━━ Records for this task

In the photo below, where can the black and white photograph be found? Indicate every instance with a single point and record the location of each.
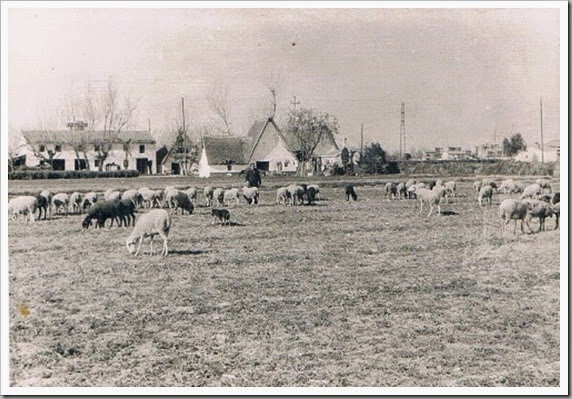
(284, 198)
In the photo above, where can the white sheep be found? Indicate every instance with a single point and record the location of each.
(23, 205)
(155, 222)
(513, 209)
(283, 196)
(60, 201)
(251, 195)
(539, 209)
(209, 193)
(485, 195)
(218, 196)
(532, 191)
(75, 200)
(431, 197)
(231, 195)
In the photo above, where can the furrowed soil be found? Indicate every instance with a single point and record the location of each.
(361, 294)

━━━━

__Stated exercise__
Render the listing above as a two-column CSV headed instruction and points, with one row for each instruction and its points. Put each value in a single quoted field with line breaks turned into spaces, and leave out the pictures.

__Solution for this exercise__
instruction,points
"In the photo below, where can the black and white photograph be found? Indicate every instance with a single point and record the location of each.","(284, 198)"
"In the photo above, where can the white sheep be found? Indicate every instance with a single point and record the location of each.","(23, 205) (155, 222) (513, 209) (283, 196) (60, 201) (251, 195) (539, 209) (209, 193) (485, 195) (218, 196) (532, 191) (75, 200) (431, 197) (231, 195)"
"In the photo above, where can the furrowed soil be found? Indicate every instance with a single point and record the location of each.","(361, 294)"